● **ACTION ITEM A**
Revise the Elizabeth Beecher biography from "Beecher was born" to "English and history.", replacing "graduated from" with "completed her studies at".
● **ACTION ITEM B**
According to the Elizabeth Beecher biography, in what year did she move to Hollywood?
● **ACTION ITEM C**
Write the next part of the Elizabeth Beecher biography, starting after its last sentence.

● **SELECTED EXTRACT**
----

- Born: February 19, 1898 Bridgeport, Connecticut, USA
- Died: March 8, 1973 (aged 75) Burbank, California, USA
- Education: Syracuse University
- Occupation: Screenwriter

= Elizabeth Beecher =

American screenwriter

Elizabeth Beecher was an American screenwriter best known for her work on Western-themed movies and television shows in the 1940s and 1950s.

==Early life==

Beecher was born in Bridgeport, Connecticut, and is a descendant of Harriet Beecher Stowe, author of the book Uncle Tom's Cabin. She graduated from Syracuse University in 1920 with majors in English and history.

==Career==

Beecher worked as a news reporter and writer for the Syracuse Journal, San Francisco Chronicle, and the New York American. She moved to Hollywood in 1937, where she took up work as a freelance writer. She began writing screenplays for Western film producers as well as television shows such as Lassie and The Gene Autry Show.

----

● **DATA TO EXAMINE**

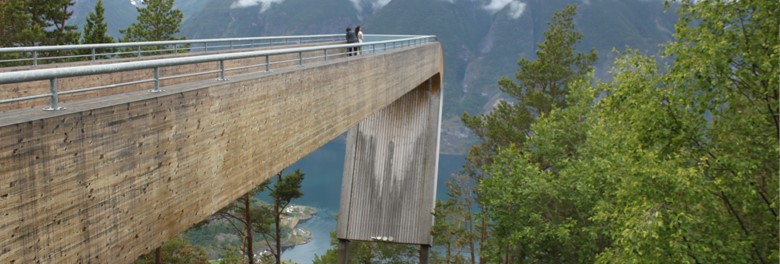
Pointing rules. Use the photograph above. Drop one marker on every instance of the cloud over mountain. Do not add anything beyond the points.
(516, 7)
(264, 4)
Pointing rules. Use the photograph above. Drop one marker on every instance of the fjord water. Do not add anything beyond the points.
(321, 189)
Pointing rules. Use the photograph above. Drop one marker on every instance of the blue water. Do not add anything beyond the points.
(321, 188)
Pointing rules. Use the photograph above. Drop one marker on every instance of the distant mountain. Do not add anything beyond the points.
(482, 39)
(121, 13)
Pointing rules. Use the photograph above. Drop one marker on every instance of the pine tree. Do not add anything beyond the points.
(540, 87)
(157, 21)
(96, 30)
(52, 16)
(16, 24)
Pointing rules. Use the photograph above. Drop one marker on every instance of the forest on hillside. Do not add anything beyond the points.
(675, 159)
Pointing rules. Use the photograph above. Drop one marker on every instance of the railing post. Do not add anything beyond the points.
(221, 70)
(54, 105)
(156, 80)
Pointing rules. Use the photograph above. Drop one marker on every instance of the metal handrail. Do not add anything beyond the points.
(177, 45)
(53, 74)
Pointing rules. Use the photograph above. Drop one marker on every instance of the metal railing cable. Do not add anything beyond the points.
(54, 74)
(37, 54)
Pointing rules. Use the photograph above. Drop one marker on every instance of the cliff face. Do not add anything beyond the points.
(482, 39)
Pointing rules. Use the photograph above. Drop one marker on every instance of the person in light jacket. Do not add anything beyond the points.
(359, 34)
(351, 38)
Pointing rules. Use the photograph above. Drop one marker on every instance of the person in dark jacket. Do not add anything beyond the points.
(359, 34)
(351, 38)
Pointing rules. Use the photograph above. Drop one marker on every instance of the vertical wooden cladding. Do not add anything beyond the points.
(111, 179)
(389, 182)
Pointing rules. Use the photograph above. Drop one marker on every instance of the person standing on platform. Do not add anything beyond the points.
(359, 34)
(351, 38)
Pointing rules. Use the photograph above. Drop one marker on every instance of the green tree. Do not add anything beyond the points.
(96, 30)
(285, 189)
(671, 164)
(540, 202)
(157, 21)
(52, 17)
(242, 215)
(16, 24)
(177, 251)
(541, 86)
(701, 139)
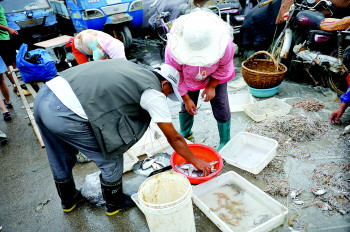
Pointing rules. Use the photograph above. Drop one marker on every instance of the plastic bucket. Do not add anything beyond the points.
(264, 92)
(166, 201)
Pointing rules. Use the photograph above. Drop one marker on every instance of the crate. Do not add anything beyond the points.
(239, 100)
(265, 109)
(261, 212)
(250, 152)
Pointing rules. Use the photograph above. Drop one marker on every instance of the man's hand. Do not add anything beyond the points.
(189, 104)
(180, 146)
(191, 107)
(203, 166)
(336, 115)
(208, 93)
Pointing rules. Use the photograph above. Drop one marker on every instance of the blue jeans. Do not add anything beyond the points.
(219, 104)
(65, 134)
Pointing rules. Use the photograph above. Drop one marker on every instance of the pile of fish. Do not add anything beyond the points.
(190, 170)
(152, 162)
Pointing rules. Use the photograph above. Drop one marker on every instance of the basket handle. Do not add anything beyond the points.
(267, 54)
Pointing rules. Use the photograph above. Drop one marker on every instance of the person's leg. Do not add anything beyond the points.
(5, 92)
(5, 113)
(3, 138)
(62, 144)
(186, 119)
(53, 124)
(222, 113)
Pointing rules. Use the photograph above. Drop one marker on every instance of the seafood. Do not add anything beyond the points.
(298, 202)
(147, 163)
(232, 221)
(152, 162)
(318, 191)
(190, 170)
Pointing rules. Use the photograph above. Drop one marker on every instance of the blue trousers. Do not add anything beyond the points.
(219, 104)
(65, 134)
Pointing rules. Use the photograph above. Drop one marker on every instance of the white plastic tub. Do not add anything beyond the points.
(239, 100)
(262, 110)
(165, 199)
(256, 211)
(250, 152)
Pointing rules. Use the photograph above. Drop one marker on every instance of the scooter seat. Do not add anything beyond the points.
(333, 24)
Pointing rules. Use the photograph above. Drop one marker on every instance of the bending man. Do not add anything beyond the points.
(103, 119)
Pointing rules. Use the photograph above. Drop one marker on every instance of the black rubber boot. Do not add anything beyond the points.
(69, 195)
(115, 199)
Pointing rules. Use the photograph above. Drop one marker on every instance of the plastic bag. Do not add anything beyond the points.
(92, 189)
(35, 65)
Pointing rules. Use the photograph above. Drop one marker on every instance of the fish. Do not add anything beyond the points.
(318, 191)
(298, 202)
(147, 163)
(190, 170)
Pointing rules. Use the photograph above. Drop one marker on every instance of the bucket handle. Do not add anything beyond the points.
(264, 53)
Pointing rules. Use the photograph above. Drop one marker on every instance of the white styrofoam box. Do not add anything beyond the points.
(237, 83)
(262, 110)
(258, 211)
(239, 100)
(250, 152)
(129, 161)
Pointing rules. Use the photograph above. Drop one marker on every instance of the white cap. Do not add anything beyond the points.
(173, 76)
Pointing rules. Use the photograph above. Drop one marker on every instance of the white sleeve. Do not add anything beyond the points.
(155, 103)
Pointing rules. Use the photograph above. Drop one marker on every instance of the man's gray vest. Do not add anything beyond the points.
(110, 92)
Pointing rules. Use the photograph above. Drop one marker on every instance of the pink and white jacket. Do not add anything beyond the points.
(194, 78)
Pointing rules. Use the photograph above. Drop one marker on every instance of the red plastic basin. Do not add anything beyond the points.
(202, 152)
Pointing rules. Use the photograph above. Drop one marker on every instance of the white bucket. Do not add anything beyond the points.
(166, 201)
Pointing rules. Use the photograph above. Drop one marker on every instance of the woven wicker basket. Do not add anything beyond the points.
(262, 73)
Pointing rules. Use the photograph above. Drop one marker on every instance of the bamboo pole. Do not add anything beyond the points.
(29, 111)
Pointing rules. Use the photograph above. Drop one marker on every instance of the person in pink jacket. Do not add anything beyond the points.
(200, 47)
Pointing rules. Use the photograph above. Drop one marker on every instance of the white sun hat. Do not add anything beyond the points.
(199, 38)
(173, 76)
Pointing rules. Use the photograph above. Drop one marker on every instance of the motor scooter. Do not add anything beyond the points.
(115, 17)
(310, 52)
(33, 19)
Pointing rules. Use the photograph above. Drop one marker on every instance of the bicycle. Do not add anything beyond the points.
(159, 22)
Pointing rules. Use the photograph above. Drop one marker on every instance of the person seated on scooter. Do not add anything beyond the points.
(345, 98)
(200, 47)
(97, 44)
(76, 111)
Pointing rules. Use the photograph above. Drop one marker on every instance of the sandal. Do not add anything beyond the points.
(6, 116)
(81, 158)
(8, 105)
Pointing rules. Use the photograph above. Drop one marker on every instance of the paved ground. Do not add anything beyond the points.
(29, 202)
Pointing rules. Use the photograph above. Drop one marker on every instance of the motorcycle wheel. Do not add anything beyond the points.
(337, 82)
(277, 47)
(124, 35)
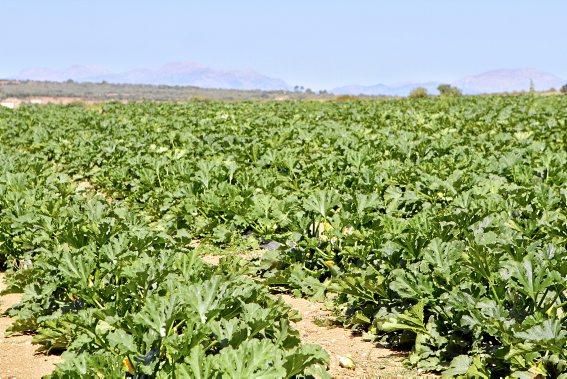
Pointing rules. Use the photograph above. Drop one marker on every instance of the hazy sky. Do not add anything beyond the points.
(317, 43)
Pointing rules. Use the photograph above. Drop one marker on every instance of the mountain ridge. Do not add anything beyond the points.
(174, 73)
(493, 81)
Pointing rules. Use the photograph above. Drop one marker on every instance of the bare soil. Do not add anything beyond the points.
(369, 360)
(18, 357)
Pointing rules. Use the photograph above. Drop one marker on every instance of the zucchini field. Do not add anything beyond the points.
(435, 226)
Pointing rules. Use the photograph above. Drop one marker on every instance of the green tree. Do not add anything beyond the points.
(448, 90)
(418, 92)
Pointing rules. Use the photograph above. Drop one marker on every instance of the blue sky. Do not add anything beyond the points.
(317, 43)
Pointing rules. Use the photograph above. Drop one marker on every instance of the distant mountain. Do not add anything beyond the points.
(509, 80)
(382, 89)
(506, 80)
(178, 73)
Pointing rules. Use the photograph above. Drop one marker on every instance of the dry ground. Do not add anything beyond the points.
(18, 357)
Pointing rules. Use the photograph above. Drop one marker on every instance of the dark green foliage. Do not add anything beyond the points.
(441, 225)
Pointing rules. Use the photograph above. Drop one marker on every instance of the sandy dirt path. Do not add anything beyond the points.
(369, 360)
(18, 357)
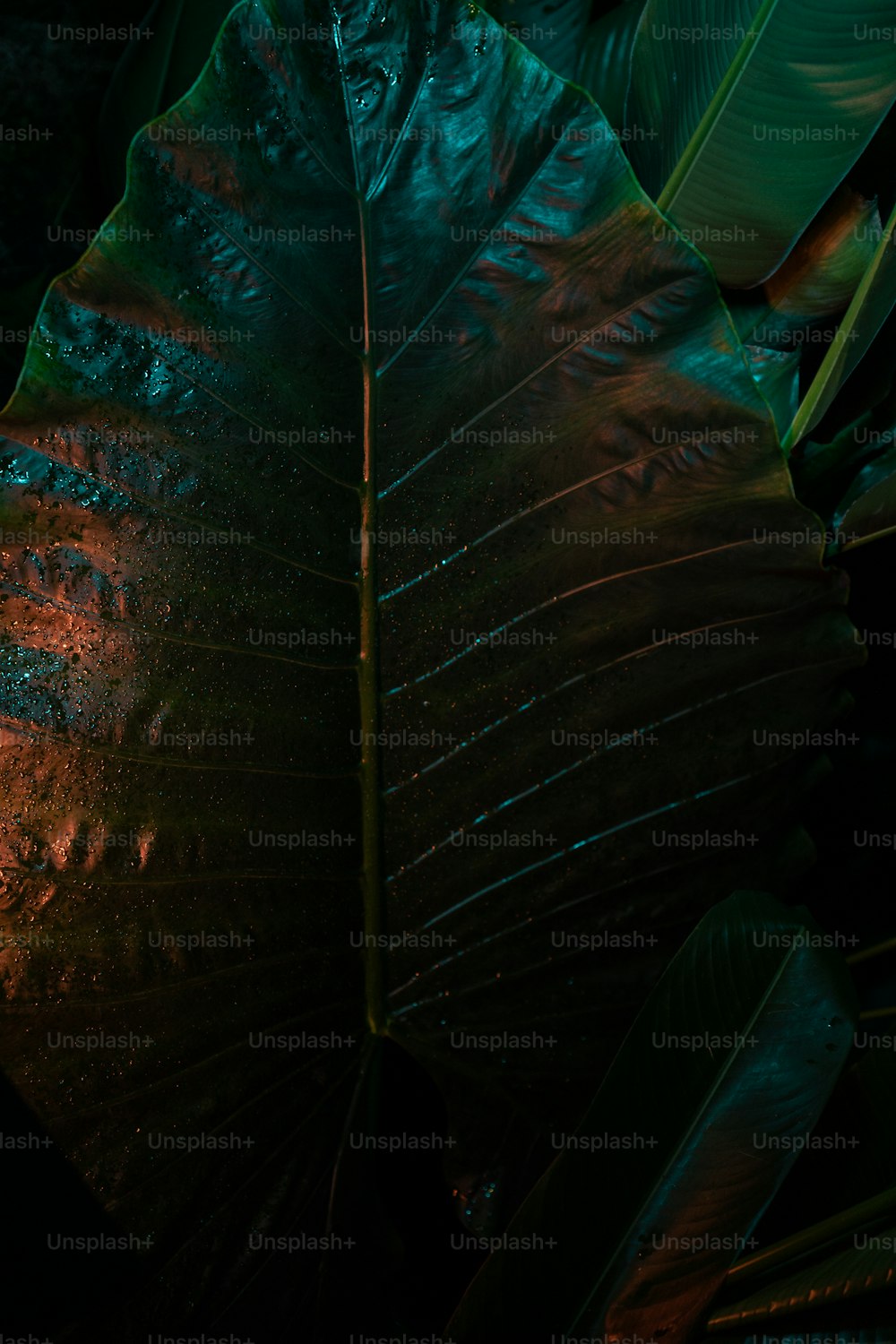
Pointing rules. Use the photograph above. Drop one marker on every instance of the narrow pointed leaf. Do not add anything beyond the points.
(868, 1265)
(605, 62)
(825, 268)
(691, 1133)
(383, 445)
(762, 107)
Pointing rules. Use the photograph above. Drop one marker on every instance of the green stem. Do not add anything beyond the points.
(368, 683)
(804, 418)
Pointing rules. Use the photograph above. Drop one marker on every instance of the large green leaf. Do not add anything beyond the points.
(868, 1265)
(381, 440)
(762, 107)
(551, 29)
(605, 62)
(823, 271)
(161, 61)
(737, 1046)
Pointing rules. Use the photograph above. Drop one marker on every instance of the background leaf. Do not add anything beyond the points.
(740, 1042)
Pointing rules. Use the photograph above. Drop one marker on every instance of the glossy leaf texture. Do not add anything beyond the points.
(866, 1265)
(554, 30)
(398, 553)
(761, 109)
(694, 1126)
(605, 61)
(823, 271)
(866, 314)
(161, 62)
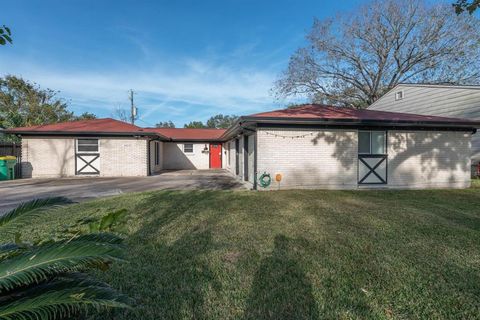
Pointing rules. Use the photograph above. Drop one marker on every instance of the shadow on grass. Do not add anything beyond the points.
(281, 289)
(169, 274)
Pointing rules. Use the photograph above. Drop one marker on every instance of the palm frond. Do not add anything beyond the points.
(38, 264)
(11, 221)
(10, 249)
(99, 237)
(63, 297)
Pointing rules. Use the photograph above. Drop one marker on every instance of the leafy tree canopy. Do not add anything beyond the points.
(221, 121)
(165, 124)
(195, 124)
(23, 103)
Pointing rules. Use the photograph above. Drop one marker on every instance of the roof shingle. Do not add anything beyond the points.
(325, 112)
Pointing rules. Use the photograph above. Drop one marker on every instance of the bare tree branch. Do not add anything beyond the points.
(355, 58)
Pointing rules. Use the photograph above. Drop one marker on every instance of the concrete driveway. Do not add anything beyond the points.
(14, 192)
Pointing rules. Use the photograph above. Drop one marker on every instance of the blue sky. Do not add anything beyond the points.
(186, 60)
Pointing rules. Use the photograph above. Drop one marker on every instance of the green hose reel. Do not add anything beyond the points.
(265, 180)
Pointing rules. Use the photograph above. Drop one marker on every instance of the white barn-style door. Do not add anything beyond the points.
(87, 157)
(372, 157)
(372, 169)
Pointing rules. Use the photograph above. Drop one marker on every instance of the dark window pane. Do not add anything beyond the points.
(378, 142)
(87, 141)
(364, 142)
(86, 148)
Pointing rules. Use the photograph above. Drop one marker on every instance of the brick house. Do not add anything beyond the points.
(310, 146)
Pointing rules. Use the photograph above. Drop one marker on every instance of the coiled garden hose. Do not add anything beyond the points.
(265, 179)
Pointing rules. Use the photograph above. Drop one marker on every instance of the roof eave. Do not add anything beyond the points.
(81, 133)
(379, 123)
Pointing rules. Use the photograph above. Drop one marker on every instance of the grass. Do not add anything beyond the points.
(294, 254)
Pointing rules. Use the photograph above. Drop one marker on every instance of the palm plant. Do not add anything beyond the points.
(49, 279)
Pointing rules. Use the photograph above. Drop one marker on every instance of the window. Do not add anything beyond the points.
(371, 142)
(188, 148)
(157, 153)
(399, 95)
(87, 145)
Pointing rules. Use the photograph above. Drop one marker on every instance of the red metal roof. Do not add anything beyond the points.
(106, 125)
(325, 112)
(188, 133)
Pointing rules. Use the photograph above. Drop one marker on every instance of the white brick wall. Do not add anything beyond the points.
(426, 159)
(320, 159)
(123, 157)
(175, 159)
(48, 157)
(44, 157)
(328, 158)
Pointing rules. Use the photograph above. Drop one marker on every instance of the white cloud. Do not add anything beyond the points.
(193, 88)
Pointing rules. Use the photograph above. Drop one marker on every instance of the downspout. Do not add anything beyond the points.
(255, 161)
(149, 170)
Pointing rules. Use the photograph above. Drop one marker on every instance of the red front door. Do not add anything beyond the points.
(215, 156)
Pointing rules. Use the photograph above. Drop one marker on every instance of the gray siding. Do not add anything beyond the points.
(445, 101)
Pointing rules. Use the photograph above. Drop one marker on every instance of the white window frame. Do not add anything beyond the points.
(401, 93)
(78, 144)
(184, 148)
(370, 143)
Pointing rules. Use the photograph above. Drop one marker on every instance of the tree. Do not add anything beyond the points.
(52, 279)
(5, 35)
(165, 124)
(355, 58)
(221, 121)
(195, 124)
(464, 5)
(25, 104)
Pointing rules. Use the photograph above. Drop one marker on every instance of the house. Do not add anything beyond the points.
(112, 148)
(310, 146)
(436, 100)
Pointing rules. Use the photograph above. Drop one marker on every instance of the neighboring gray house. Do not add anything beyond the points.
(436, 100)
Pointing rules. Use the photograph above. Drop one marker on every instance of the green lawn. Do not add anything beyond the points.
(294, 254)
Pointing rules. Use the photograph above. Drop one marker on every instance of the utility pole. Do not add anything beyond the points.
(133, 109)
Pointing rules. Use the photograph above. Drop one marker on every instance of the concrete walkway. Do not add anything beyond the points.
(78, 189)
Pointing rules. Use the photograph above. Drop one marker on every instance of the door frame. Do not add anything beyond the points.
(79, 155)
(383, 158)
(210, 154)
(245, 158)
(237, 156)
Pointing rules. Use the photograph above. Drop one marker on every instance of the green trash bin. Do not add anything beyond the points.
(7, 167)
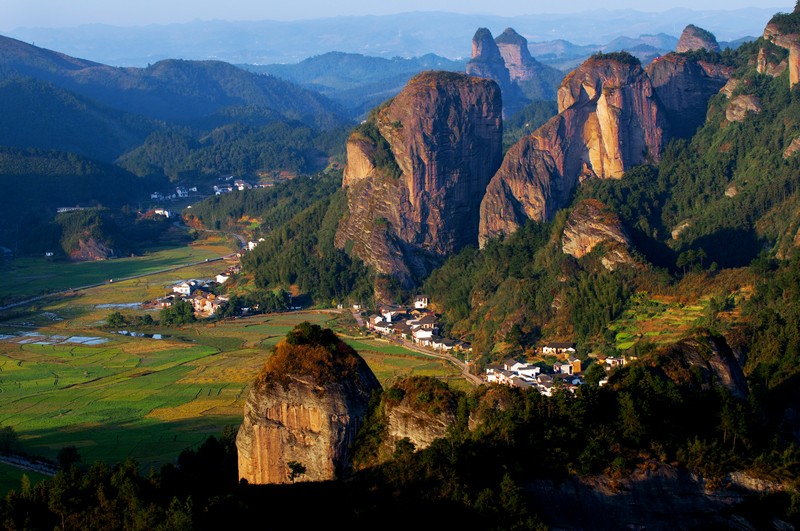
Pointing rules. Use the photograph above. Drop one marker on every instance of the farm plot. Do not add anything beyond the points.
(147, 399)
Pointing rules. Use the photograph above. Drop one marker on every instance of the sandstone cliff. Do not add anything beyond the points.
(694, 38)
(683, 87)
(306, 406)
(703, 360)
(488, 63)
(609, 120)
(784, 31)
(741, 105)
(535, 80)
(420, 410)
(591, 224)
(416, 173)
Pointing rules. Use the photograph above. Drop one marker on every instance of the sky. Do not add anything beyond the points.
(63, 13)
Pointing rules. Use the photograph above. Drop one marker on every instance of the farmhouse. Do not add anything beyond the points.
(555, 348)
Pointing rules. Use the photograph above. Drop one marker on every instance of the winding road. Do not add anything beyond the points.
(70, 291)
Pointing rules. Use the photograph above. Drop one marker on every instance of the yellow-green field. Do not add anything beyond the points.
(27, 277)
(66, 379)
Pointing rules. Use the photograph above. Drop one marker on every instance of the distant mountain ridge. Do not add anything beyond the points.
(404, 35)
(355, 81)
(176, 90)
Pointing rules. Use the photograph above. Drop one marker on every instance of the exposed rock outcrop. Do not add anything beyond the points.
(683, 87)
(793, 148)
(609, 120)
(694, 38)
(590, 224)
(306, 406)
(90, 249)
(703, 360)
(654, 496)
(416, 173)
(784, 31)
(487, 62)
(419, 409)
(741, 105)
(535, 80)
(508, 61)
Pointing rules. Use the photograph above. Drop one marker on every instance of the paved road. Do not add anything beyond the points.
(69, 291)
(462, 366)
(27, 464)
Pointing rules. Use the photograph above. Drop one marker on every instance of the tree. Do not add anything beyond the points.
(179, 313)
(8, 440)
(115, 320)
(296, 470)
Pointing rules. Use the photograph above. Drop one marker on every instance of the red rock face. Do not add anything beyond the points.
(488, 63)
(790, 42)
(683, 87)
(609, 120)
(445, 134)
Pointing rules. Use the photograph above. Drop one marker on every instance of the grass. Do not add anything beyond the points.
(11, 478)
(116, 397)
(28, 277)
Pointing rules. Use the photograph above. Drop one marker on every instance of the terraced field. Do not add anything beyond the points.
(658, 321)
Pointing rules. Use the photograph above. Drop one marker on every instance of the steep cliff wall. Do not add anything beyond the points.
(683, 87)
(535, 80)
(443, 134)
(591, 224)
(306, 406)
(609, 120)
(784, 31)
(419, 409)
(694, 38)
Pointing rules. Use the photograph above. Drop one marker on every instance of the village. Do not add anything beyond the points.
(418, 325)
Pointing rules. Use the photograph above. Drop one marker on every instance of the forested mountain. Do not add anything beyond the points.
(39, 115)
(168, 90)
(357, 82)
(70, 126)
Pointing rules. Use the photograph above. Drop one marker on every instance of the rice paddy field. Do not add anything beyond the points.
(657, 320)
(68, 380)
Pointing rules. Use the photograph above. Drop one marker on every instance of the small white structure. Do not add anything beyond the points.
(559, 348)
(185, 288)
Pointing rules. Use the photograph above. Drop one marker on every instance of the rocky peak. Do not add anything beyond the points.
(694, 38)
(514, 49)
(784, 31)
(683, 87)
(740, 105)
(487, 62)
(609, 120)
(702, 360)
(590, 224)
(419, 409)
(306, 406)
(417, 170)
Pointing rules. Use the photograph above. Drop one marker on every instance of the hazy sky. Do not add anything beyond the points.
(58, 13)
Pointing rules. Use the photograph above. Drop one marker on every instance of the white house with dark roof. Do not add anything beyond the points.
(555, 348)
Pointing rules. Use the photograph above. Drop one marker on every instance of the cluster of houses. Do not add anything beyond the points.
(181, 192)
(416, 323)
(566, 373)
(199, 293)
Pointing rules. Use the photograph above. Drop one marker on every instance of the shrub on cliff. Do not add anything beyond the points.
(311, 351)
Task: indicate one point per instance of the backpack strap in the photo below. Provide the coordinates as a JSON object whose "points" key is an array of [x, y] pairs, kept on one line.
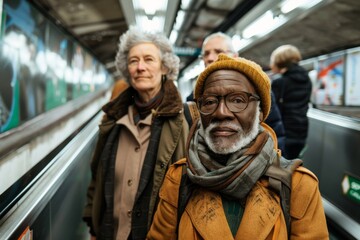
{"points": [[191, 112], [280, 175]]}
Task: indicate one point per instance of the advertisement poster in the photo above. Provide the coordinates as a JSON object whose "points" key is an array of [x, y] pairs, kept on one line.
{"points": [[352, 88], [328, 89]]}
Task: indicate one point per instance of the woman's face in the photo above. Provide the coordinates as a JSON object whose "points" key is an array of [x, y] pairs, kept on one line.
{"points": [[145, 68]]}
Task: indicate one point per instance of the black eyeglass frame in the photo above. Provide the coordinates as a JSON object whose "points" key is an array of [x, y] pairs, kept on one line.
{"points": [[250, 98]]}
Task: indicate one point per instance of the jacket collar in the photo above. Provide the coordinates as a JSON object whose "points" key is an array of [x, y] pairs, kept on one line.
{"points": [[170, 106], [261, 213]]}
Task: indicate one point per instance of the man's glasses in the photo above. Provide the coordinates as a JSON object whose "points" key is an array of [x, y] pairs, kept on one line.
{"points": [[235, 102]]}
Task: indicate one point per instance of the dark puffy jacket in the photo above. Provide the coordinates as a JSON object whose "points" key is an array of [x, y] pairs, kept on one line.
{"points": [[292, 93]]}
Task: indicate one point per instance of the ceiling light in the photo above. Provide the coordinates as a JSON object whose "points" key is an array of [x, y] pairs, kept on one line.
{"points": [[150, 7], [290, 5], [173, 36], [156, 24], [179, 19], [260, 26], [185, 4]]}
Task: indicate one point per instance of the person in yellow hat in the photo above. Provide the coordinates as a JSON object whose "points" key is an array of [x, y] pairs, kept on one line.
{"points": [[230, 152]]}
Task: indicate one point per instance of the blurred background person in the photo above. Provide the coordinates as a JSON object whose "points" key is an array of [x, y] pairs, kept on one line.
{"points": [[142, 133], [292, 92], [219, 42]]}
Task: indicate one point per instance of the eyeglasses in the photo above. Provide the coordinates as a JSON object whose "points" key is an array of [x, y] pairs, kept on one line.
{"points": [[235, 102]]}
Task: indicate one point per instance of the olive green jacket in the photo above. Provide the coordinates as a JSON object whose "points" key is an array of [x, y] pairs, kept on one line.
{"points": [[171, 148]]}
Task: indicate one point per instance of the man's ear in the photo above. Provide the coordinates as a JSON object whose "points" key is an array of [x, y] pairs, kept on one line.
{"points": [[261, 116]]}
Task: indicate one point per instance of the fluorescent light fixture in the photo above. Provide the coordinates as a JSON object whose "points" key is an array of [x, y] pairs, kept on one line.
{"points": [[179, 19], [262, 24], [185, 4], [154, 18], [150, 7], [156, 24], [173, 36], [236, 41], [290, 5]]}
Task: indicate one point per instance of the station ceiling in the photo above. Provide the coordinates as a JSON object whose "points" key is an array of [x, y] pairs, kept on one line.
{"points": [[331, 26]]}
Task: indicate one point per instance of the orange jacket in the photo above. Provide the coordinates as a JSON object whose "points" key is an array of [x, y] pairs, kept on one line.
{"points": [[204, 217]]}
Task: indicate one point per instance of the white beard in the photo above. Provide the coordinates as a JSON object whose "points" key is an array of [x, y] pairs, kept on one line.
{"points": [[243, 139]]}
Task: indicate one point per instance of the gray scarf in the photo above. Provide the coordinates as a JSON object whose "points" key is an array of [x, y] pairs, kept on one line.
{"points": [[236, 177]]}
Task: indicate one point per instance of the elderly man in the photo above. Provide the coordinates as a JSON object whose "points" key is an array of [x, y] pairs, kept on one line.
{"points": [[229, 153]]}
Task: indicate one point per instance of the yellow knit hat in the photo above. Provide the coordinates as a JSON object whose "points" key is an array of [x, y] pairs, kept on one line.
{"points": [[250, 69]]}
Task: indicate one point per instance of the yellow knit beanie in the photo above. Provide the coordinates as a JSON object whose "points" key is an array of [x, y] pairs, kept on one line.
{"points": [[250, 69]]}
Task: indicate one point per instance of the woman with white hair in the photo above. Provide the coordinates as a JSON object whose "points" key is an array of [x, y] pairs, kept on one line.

----

● **FINAL ANSWER A**
Beecher was born in Bridgeport, Connecticut, and is a descendant of Harriet Beecher Stowe, author of the book Uncle Tom's Cabin. She completed her studies at Syracuse University in 1920 with majors in English and history.

● **FINAL ANSWER B**
She moved to Hollywood in 1937.

● **FINAL ANSWER C**
Outside of film, Beecher wrote comic and children's books, including adaptions of Twenty Thousand Leagues Under the Seas and Tonka for the Walt Disney Company. Additional writings included a cookbook of early American family recipes, seven Little Golden Books, four Big Golden Books, and The Bar-Twenty Cowboy, a book selected for inclusion in the Children's Library at the British Museum. She also rewrote or ghost wrote more than 100 manuscripts.

==Filmography==

===Television===

- The Cisco Kid (various)

===Movies===

- Bullets and Saddles, 1943 (writer)
- Rough Riders of Cheyenne, 1945 (writer)

==Personal life==

Beecher died on March 3, 1973, in Burbank, California. She was survived by her son, Guy Snowden Miller; her sister, Dorothy Shidler; her grandson, Gene; and her granddaughter, Kerry.